* Exercise details *
Repeat the data in full. No line may differ from the original.

* Data to examine *
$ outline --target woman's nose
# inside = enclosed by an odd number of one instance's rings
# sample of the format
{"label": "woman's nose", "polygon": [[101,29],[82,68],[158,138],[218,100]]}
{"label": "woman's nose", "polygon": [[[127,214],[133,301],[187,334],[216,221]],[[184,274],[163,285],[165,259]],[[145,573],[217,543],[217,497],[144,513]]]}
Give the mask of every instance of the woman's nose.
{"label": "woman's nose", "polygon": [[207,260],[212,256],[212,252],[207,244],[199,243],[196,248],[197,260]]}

* Worked solution *
$ outline --target woman's nose
# inside = enclosed by an odd number of one instance's rings
# sample of the format
{"label": "woman's nose", "polygon": [[101,29],[82,68],[158,138],[218,100]]}
{"label": "woman's nose", "polygon": [[[127,214],[133,301],[187,334],[216,221]],[[184,274],[163,285],[165,259]],[[145,573],[217,543],[217,497],[144,513]]]}
Give the mask of every instance of the woman's nose.
{"label": "woman's nose", "polygon": [[207,260],[212,256],[212,252],[207,244],[199,243],[196,248],[197,260]]}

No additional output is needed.